>>>
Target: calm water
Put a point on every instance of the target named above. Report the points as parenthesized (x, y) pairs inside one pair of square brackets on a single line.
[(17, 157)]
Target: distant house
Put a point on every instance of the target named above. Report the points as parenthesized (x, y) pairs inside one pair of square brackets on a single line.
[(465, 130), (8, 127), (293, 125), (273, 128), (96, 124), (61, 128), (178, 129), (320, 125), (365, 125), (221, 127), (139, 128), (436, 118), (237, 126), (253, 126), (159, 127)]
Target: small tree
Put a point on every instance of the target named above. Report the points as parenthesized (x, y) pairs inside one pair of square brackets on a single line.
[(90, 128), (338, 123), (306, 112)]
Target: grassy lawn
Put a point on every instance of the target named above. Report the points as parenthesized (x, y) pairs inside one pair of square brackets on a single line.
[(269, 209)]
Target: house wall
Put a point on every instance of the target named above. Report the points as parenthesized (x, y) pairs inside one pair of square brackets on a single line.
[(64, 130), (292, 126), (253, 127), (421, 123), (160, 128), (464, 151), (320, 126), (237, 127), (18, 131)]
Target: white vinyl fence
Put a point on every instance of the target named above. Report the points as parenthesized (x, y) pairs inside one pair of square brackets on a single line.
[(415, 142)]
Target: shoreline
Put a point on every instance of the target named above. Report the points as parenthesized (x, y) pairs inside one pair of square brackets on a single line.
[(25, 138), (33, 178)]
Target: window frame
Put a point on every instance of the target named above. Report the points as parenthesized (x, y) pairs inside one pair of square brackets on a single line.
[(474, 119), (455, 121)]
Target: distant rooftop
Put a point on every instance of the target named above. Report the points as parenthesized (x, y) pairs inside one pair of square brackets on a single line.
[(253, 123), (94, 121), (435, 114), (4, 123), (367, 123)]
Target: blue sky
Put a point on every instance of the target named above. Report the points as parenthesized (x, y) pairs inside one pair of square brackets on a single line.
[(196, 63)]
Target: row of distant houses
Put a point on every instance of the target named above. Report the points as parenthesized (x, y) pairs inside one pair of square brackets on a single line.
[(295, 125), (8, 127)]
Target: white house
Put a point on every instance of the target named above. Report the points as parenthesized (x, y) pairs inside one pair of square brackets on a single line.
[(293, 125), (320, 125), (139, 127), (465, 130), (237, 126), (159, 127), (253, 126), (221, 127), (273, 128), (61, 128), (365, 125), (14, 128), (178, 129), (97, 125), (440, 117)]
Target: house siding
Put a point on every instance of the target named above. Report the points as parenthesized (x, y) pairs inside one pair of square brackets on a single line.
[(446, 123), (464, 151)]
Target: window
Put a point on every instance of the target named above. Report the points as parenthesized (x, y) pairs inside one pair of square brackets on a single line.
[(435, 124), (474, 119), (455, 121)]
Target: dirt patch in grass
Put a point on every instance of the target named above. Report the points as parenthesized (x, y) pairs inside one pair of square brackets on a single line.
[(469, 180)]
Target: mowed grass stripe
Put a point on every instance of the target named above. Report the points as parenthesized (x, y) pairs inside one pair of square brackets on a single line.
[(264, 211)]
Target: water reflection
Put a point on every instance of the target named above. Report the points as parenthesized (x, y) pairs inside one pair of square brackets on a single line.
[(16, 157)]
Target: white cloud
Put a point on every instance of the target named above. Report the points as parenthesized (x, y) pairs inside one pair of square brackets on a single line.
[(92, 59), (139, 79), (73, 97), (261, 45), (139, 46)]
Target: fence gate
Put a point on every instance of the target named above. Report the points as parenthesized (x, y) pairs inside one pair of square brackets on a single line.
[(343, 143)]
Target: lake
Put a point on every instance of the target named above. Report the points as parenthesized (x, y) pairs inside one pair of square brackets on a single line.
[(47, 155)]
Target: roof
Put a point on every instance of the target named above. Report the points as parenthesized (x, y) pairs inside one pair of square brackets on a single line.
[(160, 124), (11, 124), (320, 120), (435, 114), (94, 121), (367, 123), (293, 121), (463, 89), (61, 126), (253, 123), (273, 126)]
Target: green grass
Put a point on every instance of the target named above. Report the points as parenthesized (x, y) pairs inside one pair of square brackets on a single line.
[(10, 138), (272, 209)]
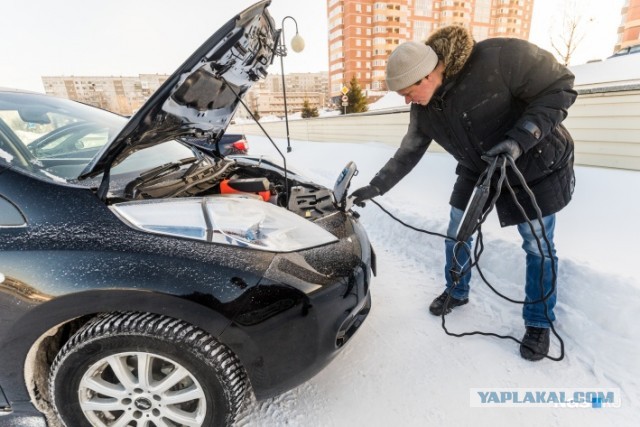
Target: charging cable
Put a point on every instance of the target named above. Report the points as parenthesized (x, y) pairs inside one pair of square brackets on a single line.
[(475, 216)]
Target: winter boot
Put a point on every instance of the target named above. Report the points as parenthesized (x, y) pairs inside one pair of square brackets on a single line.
[(535, 343), (438, 305)]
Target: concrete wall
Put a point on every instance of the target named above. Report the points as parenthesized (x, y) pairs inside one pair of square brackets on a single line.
[(605, 125)]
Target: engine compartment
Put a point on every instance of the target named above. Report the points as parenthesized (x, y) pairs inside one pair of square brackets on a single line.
[(209, 176)]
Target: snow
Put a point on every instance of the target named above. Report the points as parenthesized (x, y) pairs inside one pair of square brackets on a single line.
[(619, 70), (402, 369)]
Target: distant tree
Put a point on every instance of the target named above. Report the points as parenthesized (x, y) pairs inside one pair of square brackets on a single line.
<<<
* _Task statement_: What is needed here is an exact repetition of the listing above, pictures excluded.

* _Solution_:
Target: calm water
Put a point on every instance of the target named above. Report the points as parenthesized (x, y) pairs inside one pair of square brackets on a single line.
[(17, 157)]
Target: distant house
Put a point on every instance of the target named above. Report the points as parenthesized (x, y) pairs inside one pair of square brackets on a single line.
[(465, 130), (8, 127), (293, 125), (273, 128), (96, 124), (61, 128), (178, 129), (320, 125), (365, 125), (221, 127), (139, 128), (436, 118), (237, 126), (253, 126), (159, 127)]
Target: small tree
Put a point on every instance of the target named above. Report the points as parenthesized (x, y) pairs inside one pair of square brackets on a single line.
[(90, 128), (338, 123), (306, 112)]
Target: grassy lawn
Put a point on every instance of the target named above. Report the points as parenthesized (x, y) pairs inside one pair of square brackets on a single line.
[(269, 209)]
Target: house wall
Put a point on every instance of the target named above. Report the points as parenthesized (x, y) pairs inside one pair of square brackets on a single line.
[(64, 130), (292, 126), (253, 127), (421, 123), (160, 128), (464, 151), (320, 126), (237, 127), (18, 131)]
Target: white vinyl fence
Put a point on every instance of the target named above. Report the points as parenthesized (x, y) pairs inside one pair of square brackets on a single line.
[(415, 142)]
Target: shoreline
Put a point on every instance of the target named above. Report the points as parenthesized (x, y) pairs inside one pair of square brackets on a single line.
[(25, 138), (33, 178)]
Target: window frame
Put a point on every instance of the target named above. Report the points as parenthesized (x, y) pairs inside one pair of square brackets on a single line.
[(474, 119), (455, 121)]
Target: distant rooftop
Put a point on every instance of the target named above. Report the points as parenthesized (x, y) pairs inside one pair of square brackets on a single line.
[(253, 123), (94, 121), (435, 114), (4, 123), (367, 123)]
Target: blue sky
Put a point on every instance of the target named above. Report the points as parenthesized (x, y) pairs inside one pair of square brackets on a single line.
[(196, 63)]
Target: row of distant houses
Put a point on every instance of the target named above. Report the points as parenthesized (x, y) pairs inside one pair of square brackets on a single line.
[(295, 125), (8, 127)]
Target: white house
Put a point on every instance of the target named above. Report the points as parenthesized (x, y) pairs inside one pair of square brackets on a single line.
[(293, 125), (320, 125), (139, 127), (465, 130), (237, 126), (159, 127), (253, 126), (221, 127), (273, 128), (61, 128), (365, 125), (14, 128), (178, 129), (97, 125), (440, 117)]
Target: house siding
Put a point on every instance of the target named above. Report the points as parenthesized (x, y) pairs inside one pair of square brackets on a single line.
[(446, 123), (464, 151)]
Target: window
Put a point on every instance of the target named above. Report the points as parenthesized (x, y) pairs inside one pair of square brackets on a single line.
[(435, 124), (474, 119), (455, 121)]
Target: dirt patch in grass
Put a point on every instance of the target named above. Report the points as parenthesized (x, y) pairs inside one pair of square brackets on a single line.
[(469, 180)]
Target: mowed grass stripe
Put a point on every instance of the target named above. Report the points as parenthesized (x, y) pairs inside one pair of square brackets on a single line.
[(264, 211)]
Target: water reflection
Put a point on every instance of the target named above. Report the points as parenthesized (x, y) pairs inside one pair of square brackets on a single line.
[(16, 157)]
Target: white cloud
Put a point on every instance of the target named above. Report the points as parenthesized (x, y) pairs inside one pair of square brackets on a single line.
[(92, 59), (139, 79), (73, 97), (261, 45), (139, 46)]
Target: fence gate
Put a point on every instance of the target named above. Report the points as parenthesized (x, y) pairs inside one pair of square brackets on a single line.
[(343, 143)]
Target: lake
Put a point on every instance of the target named above. Report the points as parenthesized (x, y) pairs inside one pair of square brackets on a single line.
[(47, 155)]
Target: roof
Put a point on every instance of the target named above. Report the points as parenthesized (x, y) pairs inside one pair of square brackets on a single line.
[(160, 124), (11, 124), (320, 120), (435, 114), (94, 121), (367, 123), (293, 121), (463, 89), (61, 126), (253, 123), (273, 126)]
Target: green grass
Put a point on every instance of the target named above. Report the points as parenthesized (x, y) pairs inside one pair of square brackets on a single line.
[(10, 138), (272, 209)]
Target: charging cable
Put a point on every instance of the target named above. Report the points as parenthesized (x, y) pairs inside one pair of square brackets on a single line.
[(475, 216)]
Target: winter boot
Put a point on every instance of the target named above. Report the points as parenthesized (x, y) pairs inside one pair of square brackets on a single line.
[(535, 343), (438, 305)]
Target: concrete wall
Put a point on every instance of the target named above. Report the points as parenthesized (x, y) pairs inside one pair of square brackets on a single line.
[(605, 125)]
Target: engine compartment
Put a point on every instance of the target named above. Report the points as parenthesized (x, y) pairs inside one pair of square brackets on a single line.
[(209, 176)]
Target: snow
Put a point on every instance of the target named above. Report the points as parenthesized (x, y) pairs inside one pair of square brackets on a single line.
[(619, 70), (402, 369)]
Target: distant tree
Put a point on every instance of the target named above. Report the points as parenthesized (x, y) pairs inside one pair of square brackets on a single line.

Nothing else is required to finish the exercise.